■ YOUR INSTRUCTIONS
Quote, verbatim, all material below, without pictures.

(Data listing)
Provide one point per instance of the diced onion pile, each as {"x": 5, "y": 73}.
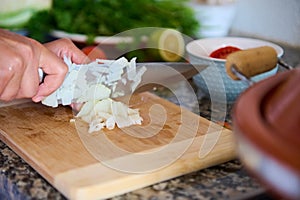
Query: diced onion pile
{"x": 94, "y": 85}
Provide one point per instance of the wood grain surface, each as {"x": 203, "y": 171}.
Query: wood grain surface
{"x": 171, "y": 142}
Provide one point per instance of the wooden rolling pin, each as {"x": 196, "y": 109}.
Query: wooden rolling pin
{"x": 251, "y": 62}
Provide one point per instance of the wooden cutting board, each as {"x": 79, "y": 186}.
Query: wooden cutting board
{"x": 171, "y": 142}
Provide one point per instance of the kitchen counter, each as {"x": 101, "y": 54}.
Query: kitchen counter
{"x": 226, "y": 181}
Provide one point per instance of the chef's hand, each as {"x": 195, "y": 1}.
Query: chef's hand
{"x": 20, "y": 59}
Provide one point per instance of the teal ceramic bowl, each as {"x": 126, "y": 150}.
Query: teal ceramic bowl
{"x": 214, "y": 81}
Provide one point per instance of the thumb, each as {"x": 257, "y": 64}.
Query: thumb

■ FULL ANSWER
Provide one point per instance of the diced onion pile, each as {"x": 5, "y": 73}.
Query: diced onion pile
{"x": 94, "y": 85}
Provide one point per instance of the wood grain surface, each as {"x": 203, "y": 171}.
Query: wood grain surface
{"x": 171, "y": 142}
Provide one point per instance of the wooden rolling pin, each as {"x": 196, "y": 109}.
Query: wooden rolling pin
{"x": 251, "y": 62}
Provide one point per instance of the wooden cutting board, each as {"x": 79, "y": 186}.
Query: wooden cutting board
{"x": 171, "y": 142}
Provide one point per instance of the kitchen counter, each as {"x": 101, "y": 54}.
Query: kitchen counter
{"x": 226, "y": 181}
Provide one point per instance of the chef's hand, each as {"x": 195, "y": 1}.
Query: chef's hand
{"x": 20, "y": 59}
Provide one point per instance of the teal ceramic bowl, each as {"x": 126, "y": 150}.
Query: teal ceramic bowl
{"x": 214, "y": 81}
Provide one point per instance of the thumb, each as {"x": 257, "y": 64}.
Query: thumb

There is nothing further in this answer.